How to complete this task -> Each line of the material below must be transcribed exactly.

Data for analysis Start Marker

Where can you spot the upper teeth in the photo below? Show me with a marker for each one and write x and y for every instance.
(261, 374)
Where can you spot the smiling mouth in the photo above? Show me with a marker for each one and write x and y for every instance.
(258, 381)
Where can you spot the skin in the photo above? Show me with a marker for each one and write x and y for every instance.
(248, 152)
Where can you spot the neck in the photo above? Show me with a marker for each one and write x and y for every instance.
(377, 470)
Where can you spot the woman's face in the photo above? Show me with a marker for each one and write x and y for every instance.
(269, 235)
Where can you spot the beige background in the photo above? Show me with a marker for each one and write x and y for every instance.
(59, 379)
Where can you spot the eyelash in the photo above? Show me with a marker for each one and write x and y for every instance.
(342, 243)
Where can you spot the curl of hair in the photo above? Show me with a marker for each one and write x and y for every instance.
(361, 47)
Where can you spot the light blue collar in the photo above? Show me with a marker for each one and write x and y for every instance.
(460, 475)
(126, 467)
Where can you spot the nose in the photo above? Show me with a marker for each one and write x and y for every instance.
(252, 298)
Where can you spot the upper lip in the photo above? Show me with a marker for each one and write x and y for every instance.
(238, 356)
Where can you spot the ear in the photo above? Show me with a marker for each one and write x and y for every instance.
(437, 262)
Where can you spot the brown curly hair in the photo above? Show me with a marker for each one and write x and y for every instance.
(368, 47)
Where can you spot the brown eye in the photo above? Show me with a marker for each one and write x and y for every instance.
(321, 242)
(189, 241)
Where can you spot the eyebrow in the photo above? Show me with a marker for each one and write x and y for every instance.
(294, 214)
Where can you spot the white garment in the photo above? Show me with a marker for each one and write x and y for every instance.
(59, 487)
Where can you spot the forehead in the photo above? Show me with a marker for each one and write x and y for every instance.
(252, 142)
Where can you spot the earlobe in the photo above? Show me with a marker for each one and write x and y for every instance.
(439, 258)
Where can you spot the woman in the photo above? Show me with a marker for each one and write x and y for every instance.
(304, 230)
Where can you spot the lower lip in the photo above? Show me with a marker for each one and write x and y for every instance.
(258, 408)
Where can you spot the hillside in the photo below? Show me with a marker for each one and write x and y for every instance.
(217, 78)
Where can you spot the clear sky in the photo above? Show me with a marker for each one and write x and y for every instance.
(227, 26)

Data for analysis End Marker

Exercise solution ->
Where can you spot the upper teeth in the photo below? Show me with a marker for each one and write x and y for every instance.
(261, 374)
Where can you spot the smiling mouth in the photo above? Show me with a marker for each one and write x and y for every instance.
(258, 381)
Where can you spot the skin in the photo above? Show me with a marker for each one and write x and y for every instance.
(248, 152)
Where can you spot the neck in the photo above? Show me with a marker for each one and write x and y for every instance.
(377, 470)
Where can you spot the woman's face in the photo above? Show me with a marker for each one and write x and y for every instance.
(269, 235)
Where can you spot the beige background in the photo above? Show me with a marker for each one and write x and y for every instance.
(59, 379)
Where can you spot the eyelash in the photo above? Show me with a marker for each one and write x and y for every instance.
(342, 243)
Where can you spot the curl of hair in the photo above? Show me with a marker for each one and write x and y for every instance.
(361, 47)
Where can you spot the light blue collar in the photo above? Show me with a marker for each one and write x and y for every instance.
(460, 475)
(126, 467)
Where can you spot the nose in the photo above? Show me with a marker for each one and write x and y for every instance.
(252, 298)
Where can you spot the upper lip in the photo above? Show me with a marker for each one and write x and y for every instance.
(238, 356)
Where can you spot the ear in the photo above? Show me with a marker for each one and write x and y for every instance.
(437, 262)
Where can you spot the brown curly hair in the photo above? Show me with a marker for each one and write x and y for every instance.
(368, 47)
Where can you spot the brown eye in the photo above? Show me with a marker for each one and write x and y for every instance.
(321, 242)
(189, 241)
Where can you spot the eyebrow in the photo above? Show me with a marker for each one and write x and y for every instance.
(294, 214)
Where can you spot the white garment in the photo above? Show me with a marker for each one and write x and y for every instance.
(59, 487)
Where can you spot the forehead in the photo above? Show me with a marker for each one and write x and y for every instance.
(252, 142)
Where can you spot the earlobe in the photo above? Show me with a marker for each one and write x and y for every instance.
(439, 258)
Where can you spot the woman in the photo above? Show me with a marker for each one and write x and y for every instance.
(304, 230)
Where can you spot the lower lip in the photo above? Show me with a marker for each one and write x and y for every instance.
(258, 408)
Where can you spot the hillside in the photo below? Show me with a marker for each one and write x and y for every instance.
(217, 78)
Where can you spot the clear sky in the photo above? Show me with a marker for each one and write x and y for every instance.
(227, 26)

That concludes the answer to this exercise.